[Record extracts]
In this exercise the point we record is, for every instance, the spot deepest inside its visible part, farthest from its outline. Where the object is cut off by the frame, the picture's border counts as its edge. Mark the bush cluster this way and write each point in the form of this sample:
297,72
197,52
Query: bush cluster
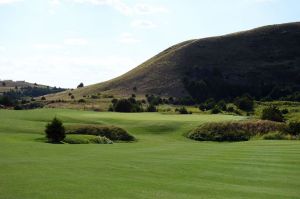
55,131
272,113
111,132
126,105
234,131
87,139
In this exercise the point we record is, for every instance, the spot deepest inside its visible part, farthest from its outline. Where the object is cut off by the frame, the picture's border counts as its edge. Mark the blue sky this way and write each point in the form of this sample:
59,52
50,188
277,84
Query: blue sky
65,42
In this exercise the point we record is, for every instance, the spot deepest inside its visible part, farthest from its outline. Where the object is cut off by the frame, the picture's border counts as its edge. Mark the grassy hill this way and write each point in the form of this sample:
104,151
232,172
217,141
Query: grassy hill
161,164
263,62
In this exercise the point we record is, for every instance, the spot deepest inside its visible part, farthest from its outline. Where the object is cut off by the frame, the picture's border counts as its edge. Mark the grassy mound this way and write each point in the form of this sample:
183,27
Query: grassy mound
111,132
233,131
87,139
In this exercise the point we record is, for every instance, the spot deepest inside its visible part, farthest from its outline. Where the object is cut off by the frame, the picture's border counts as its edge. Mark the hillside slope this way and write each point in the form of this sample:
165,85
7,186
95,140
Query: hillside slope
261,61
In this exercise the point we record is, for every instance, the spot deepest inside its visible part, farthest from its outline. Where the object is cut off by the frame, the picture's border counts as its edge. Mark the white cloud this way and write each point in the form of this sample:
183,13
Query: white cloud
149,9
44,46
2,48
143,24
8,1
87,69
128,38
76,41
55,2
126,9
[/Record extracts]
*Your task*
Give back an exact reproduction of the entries, with all pictures excluded.

*Solution*
In this exercise the point we record is, for every instance, the spot deepest inside its visible part, farthest from its outline. Where the object is cut off by the frame, the picture's border counts as its edge. Mark the bush cluster this way and write each point in the form of this sample:
297,72
197,52
Query: bush cluster
55,131
272,113
111,132
126,105
234,131
87,139
In this exercise the point we record is, for every instance, the spot deepest inside its visible part, farthest from its outline. Where the object is cut off by the frame, the picture's border counts as its edge. Mark the blue sky this way and write each point in the form of this sample:
59,52
50,188
277,84
Query: blue sky
65,42
In this exercise the point we record is, for every instance, the spot deepest inside its visible part, farthest from its outline. Where the object is cut off by the frame, the picture's border counts as its edge. Mark the grassy hill this way and write each point in the form of this sample:
104,151
232,172
217,141
Query: grassy hill
161,164
263,62
In this exercise the point we record is, for every instance, the spot deepest inside its visible part, farthest from its outline. Where the object is cut off by the frame, the picture's border counts as its edge. Mark the grassy mound this way and write each point in the form of this sample:
183,27
Query: grassy mound
111,132
233,131
87,139
In this exercise the point we record is, for every instance, the spot deepest inside its visible part, farthest from its outline. Where the object is cut off by the frame, the picture's border counts as its edge. Mark the hillside slope this way and write each point in the form of this sample:
165,85
7,186
95,140
Query: hillside slope
261,61
In this exercise the point we record is, for every instance, the spot deepest inside its visible part, farthest from its outline. Where the object is cut off by the frame, the picture's border counts as its edge. Mark the white cloud this way and write each point in the form of this sample:
183,13
Query: white cloud
149,9
44,46
2,48
143,24
8,1
87,69
128,38
76,41
55,2
126,9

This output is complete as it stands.